- **Exercise objective**: With the pictures left out, output the records below exactly.

Segment Open

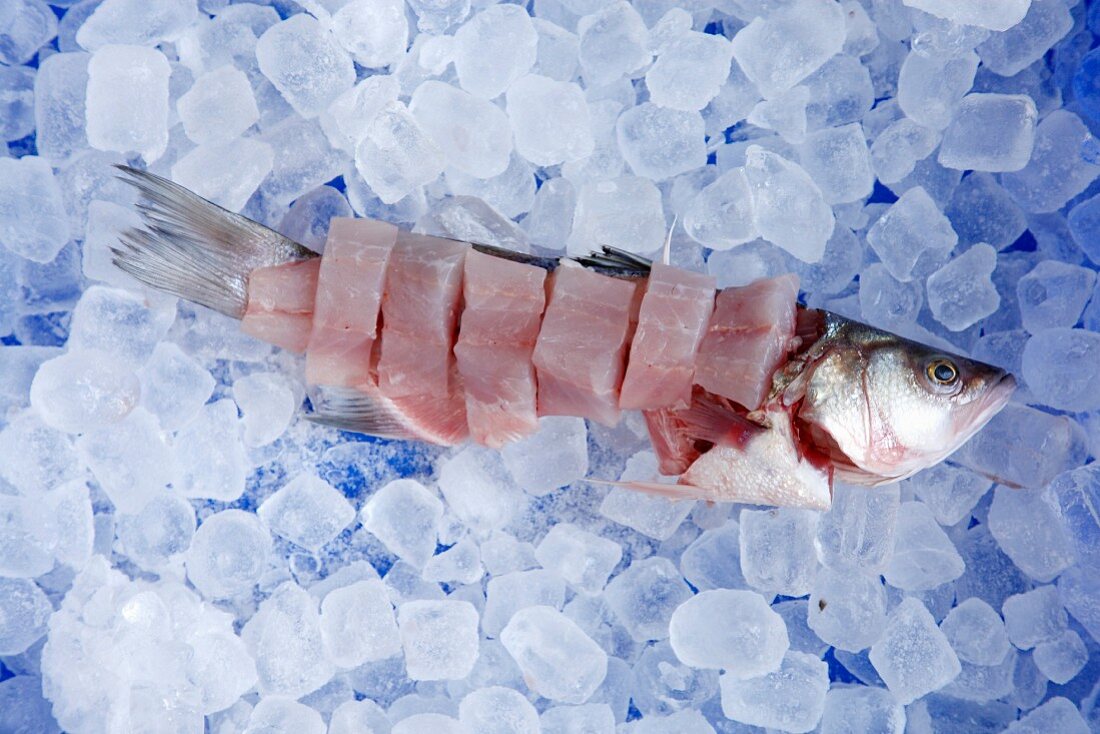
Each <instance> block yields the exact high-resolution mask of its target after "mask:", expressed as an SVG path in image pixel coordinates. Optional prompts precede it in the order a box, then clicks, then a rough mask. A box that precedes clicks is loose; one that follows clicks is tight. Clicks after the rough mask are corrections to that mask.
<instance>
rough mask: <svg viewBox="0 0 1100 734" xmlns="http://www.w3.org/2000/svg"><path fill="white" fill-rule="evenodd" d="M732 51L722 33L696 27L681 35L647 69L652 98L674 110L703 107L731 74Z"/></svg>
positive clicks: (717, 90)
mask: <svg viewBox="0 0 1100 734" xmlns="http://www.w3.org/2000/svg"><path fill="white" fill-rule="evenodd" d="M733 53H734V50H733V46H731V45H730V43H729V42H728V41H726V39H725V37H723V36H720V35H714V34H709V33H695V32H694V31H689V32H687V33H683V34H681V35H678V36H676V37H675V39H673V40H672V41H671V42H670V43H669V44H668V45H667V46H664V48H662V50H661V52H660V54H659V55H658V57H657V62H656V63H654V64H653V65H652V66H650V67H649V70H648V72H646V88H647V89H649V98H650V100H652V101H653V102H654V103H657V105H660V106H661V107H669V108H672V109H675V110H687V111H694V110H701V109H703V108H704V107H706V105H707V103H708V102H709V101H711V100H712V99H714V98H715V97H717V96H718V90H719V89H720V87H722V85H723V83H725V80H726V78H727V77H728V76H729V62H730V59H731V58H733Z"/></svg>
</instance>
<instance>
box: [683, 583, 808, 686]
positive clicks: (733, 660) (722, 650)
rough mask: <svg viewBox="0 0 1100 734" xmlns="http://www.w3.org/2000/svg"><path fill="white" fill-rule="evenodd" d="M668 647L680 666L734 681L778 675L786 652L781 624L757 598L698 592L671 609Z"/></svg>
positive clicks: (738, 595) (784, 637) (722, 593)
mask: <svg viewBox="0 0 1100 734" xmlns="http://www.w3.org/2000/svg"><path fill="white" fill-rule="evenodd" d="M669 642H670V643H671V645H672V649H673V650H675V654H676V657H678V658H680V660H681V661H683V662H684V664H686V665H689V666H691V667H693V668H711V669H725V670H726V675H727V676H731V677H734V678H739V679H740V678H755V677H757V676H762V675H764V673H768V672H772V671H773V670H777V669H779V666H780V662H781V661H782V659H783V656H784V655H785V654H787V650H788V648H789V647H790V640H789V639H788V636H787V627H785V626H784V624H783V618H782V617H781V616H779V615H778V614H775V612H773V611H772V610H771V609H770V607H769V606H768V604H767V602H764V600H763V598H762V596H760V594H758V593H756V592H751V591H734V590H729V589H716V590H712V591H703V592H700V593H698V594H696V595H695V596H692V598H691V599H689V600H687V601H685V602H684V603H683V604H681V605H680V606H679V607H676V610H675V611H674V612H673V613H672V618H671V621H670V623H669Z"/></svg>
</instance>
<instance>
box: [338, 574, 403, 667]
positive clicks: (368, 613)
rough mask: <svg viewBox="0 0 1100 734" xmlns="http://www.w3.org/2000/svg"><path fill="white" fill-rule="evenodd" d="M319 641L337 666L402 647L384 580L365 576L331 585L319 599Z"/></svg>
mask: <svg viewBox="0 0 1100 734" xmlns="http://www.w3.org/2000/svg"><path fill="white" fill-rule="evenodd" d="M321 642H322V643H323V645H324V651H326V654H327V655H328V657H329V659H330V660H332V662H334V664H335V665H337V666H338V667H340V668H355V667H359V666H361V665H363V664H364V662H374V661H377V660H383V659H385V658H388V657H390V656H393V655H397V654H398V653H400V650H401V642H400V637H399V636H398V634H397V623H396V622H395V621H394V606H393V604H390V603H389V595H388V593H387V591H386V584H384V583H383V582H382V581H381V580H378V579H365V580H362V581H356V582H354V583H351V584H349V585H346V587H340V588H339V589H333V590H332V591H330V592H329V593H328V594H326V596H324V599H323V600H322V601H321Z"/></svg>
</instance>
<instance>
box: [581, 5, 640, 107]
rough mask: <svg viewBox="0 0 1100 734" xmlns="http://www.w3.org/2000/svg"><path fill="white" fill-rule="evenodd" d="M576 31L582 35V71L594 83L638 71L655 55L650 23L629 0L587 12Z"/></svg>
mask: <svg viewBox="0 0 1100 734" xmlns="http://www.w3.org/2000/svg"><path fill="white" fill-rule="evenodd" d="M576 33H577V35H579V36H581V44H580V61H581V74H582V76H583V77H584V80H585V84H586V85H587V86H590V87H598V86H602V85H607V84H610V83H612V81H615V80H616V79H618V78H620V77H623V76H624V75H629V74H634V73H635V72H638V70H640V69H641V68H642V67H643V66H646V64H648V63H649V62H650V59H651V58H652V55H651V54H650V53H649V48H648V41H649V33H648V32H647V30H646V23H645V21H642V20H641V15H639V14H638V11H637V10H635V9H634V8H632V7H630V3H628V2H626V1H625V0H618V1H617V2H612V3H610V4H607V6H605V7H603V8H601V9H598V10H597V11H596V12H592V13H591V14H586V15H584V17H583V18H582V19H581V20H580V21H579V22H577V25H576Z"/></svg>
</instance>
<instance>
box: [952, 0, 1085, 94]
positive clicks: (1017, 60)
mask: <svg viewBox="0 0 1100 734" xmlns="http://www.w3.org/2000/svg"><path fill="white" fill-rule="evenodd" d="M1019 2H1021V0H1013V2H1012V4H1018V3H1019ZM982 4H987V3H982ZM972 24H976V25H981V24H982V23H981V22H980V21H979V22H976V23H972ZM1073 26H1074V19H1073V17H1071V15H1070V14H1069V8H1067V7H1066V6H1065V3H1063V2H1058V1H1057V0H1032V2H1031V7H1030V8H1027V14H1026V15H1024V18H1023V20H1022V21H1020V22H1019V23H1015V24H1013V25H1012V28H1009V29H1000V28H998V29H994V30H1000V31H1003V32H1002V33H993V34H992V35H990V36H989V39H988V40H986V41H985V42H983V43H982V44H981V45H979V46H978V55H979V56H981V63H982V65H985V67H986V68H988V69H989V70H991V72H993V73H994V74H999V75H1001V76H1007V77H1009V76H1015V75H1016V74H1019V73H1020V72H1023V70H1024V69H1025V68H1027V67H1029V66H1031V65H1032V64H1034V63H1035V62H1037V61H1038V59H1041V58H1042V57H1043V55H1044V54H1045V53H1046V52H1047V50H1049V48H1051V46H1053V45H1054V44H1055V43H1057V42H1058V41H1060V40H1062V39H1063V37H1064V36H1065V35H1066V34H1067V33H1068V32H1069V30H1070V29H1071V28H1073Z"/></svg>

Segment Closed

- **Solution**:
Each <instance> block yields the exact high-resolution mask of its target after "mask:", expressed as an SVG path in image pixel coordinates. Optional prompts precede it in the order a box, then clicks, then a rough mask. A box that precedes clicks is loose; one that follows clicks is tight. Clicks after the rough mask are corrections to that mask.
<instance>
rough mask: <svg viewBox="0 0 1100 734" xmlns="http://www.w3.org/2000/svg"><path fill="white" fill-rule="evenodd" d="M732 51L722 33L696 27L681 35L647 69L652 98L674 110L703 107L731 74Z"/></svg>
positive clicks: (717, 90)
mask: <svg viewBox="0 0 1100 734" xmlns="http://www.w3.org/2000/svg"><path fill="white" fill-rule="evenodd" d="M733 53H734V50H733V46H731V45H730V43H729V42H728V41H726V39H725V37H723V36H720V35H714V34H709V33H695V32H694V31H689V32H687V33H683V34H681V35H678V36H676V37H675V39H673V40H672V41H671V42H670V43H669V44H668V45H667V46H664V48H662V50H661V52H660V54H659V55H658V57H657V62H656V63H654V64H653V65H652V66H650V67H649V70H648V72H646V88H647V89H649V98H650V100H652V101H653V102H654V103H657V105H660V106H661V107H669V108H672V109H675V110H687V111H694V110H701V109H703V108H704V107H706V105H707V103H708V102H709V101H711V100H712V99H714V98H715V97H717V96H718V90H719V89H720V87H722V85H723V83H725V80H726V78H727V77H728V76H729V62H730V59H731V58H733Z"/></svg>
</instance>
<instance>
box: [683, 583, 808, 686]
positive clicks: (733, 660) (722, 650)
rough mask: <svg viewBox="0 0 1100 734" xmlns="http://www.w3.org/2000/svg"><path fill="white" fill-rule="evenodd" d="M668 647L680 666L734 681L778 675L786 652L781 624L757 598L698 592L671 609Z"/></svg>
positive clicks: (738, 595) (784, 637) (722, 593)
mask: <svg viewBox="0 0 1100 734" xmlns="http://www.w3.org/2000/svg"><path fill="white" fill-rule="evenodd" d="M669 642H670V643H671V645H672V649H673V650H675V654H676V657H678V658H680V660H681V661H683V662H684V664H686V665H689V666H691V667H693V668H711V669H725V670H726V675H727V676H731V677H734V678H739V679H740V678H755V677H757V676H762V675H764V673H768V672H772V671H773V670H777V669H779V666H780V662H781V661H782V659H783V656H784V655H785V654H787V650H788V648H789V647H790V640H789V639H788V636H787V627H785V626H784V624H783V618H782V617H781V616H779V615H778V614H775V612H773V611H772V610H771V609H770V607H769V606H768V604H767V602H764V600H763V598H762V596H760V594H758V593H756V592H751V591H734V590H729V589H716V590H712V591H703V592H700V593H698V594H696V595H695V596H692V598H691V599H689V600H687V601H685V602H684V603H683V604H681V605H680V606H679V607H676V610H675V611H674V612H673V613H672V618H671V621H670V623H669Z"/></svg>
</instance>
<instance>
box: [338, 574, 403, 667]
positive clicks: (368, 613)
rough mask: <svg viewBox="0 0 1100 734" xmlns="http://www.w3.org/2000/svg"><path fill="white" fill-rule="evenodd" d="M319 641L337 666L402 647L384 580L365 576L331 585L319 599Z"/></svg>
mask: <svg viewBox="0 0 1100 734" xmlns="http://www.w3.org/2000/svg"><path fill="white" fill-rule="evenodd" d="M321 642H322V643H323V645H324V651H326V654H327V655H328V657H329V659H330V660H332V662H334V664H335V665H337V666H338V667H340V668H355V667H359V666H361V665H363V664H364V662H374V661H377V660H383V659H385V658H388V657H390V656H393V655H397V654H398V653H400V650H401V642H400V637H399V636H398V634H397V623H396V622H395V621H394V606H393V604H390V603H389V595H388V593H387V591H386V584H384V583H383V582H382V581H381V580H378V579H365V580H362V581H356V582H354V583H351V584H349V585H346V587H340V588H339V589H333V590H332V591H330V592H329V593H328V594H326V596H324V599H323V600H322V601H321Z"/></svg>
</instance>
<instance>
box: [581, 5, 640, 107]
rough mask: <svg viewBox="0 0 1100 734" xmlns="http://www.w3.org/2000/svg"><path fill="white" fill-rule="evenodd" d="M576 31L582 35V71L594 83L638 71L655 55L650 23L629 0L587 12Z"/></svg>
mask: <svg viewBox="0 0 1100 734" xmlns="http://www.w3.org/2000/svg"><path fill="white" fill-rule="evenodd" d="M576 33H577V35H579V36H581V44H580V61H581V74H582V76H583V77H584V80H585V84H586V85H587V86H590V87H598V86H602V85H607V84H610V83H612V81H615V80H616V79H618V78H620V77H623V76H624V75H629V74H634V73H635V72H638V70H640V69H641V68H642V67H643V66H646V64H648V63H649V62H650V59H651V58H652V55H651V54H650V53H649V48H648V41H649V33H648V32H647V30H646V23H645V21H642V20H641V15H639V14H638V11H637V10H635V9H634V8H632V7H630V3H628V2H626V1H625V0H618V1H617V2H612V3H610V4H607V6H605V7H603V8H601V9H598V10H597V11H596V12H592V13H591V14H586V15H584V17H583V18H582V19H581V20H580V21H579V22H577V25H576Z"/></svg>
</instance>
<instance>
box: [952, 0, 1085, 94]
positive clicks: (1017, 60)
mask: <svg viewBox="0 0 1100 734" xmlns="http://www.w3.org/2000/svg"><path fill="white" fill-rule="evenodd" d="M1019 2H1021V0H1013V2H1012V4H1018V3H1019ZM982 4H987V3H982ZM972 24H976V25H981V24H982V23H981V22H980V21H979V22H976V23H972ZM1073 26H1074V19H1073V17H1071V15H1070V14H1069V8H1067V7H1066V6H1065V3H1063V2H1058V1H1057V0H1032V2H1031V7H1030V8H1027V14H1026V15H1024V18H1023V20H1022V21H1020V22H1019V23H1015V24H1013V25H1012V28H1009V29H1000V28H998V29H994V30H1000V31H1003V32H1002V33H993V34H992V35H990V36H989V39H988V40H986V41H985V42H983V43H982V44H981V45H979V46H978V55H979V56H981V63H982V65H985V67H986V68H988V69H989V70H991V72H993V73H994V74H999V75H1001V76H1007V77H1009V76H1015V75H1016V74H1019V73H1020V72H1023V70H1024V69H1025V68H1027V67H1029V66H1031V65H1032V64H1034V63H1035V62H1037V61H1038V59H1041V58H1042V57H1043V55H1044V54H1045V53H1046V52H1047V50H1049V48H1051V46H1053V45H1054V44H1055V43H1057V42H1058V41H1060V40H1062V39H1063V37H1064V36H1065V35H1066V34H1067V33H1068V32H1069V30H1070V29H1071V28H1073Z"/></svg>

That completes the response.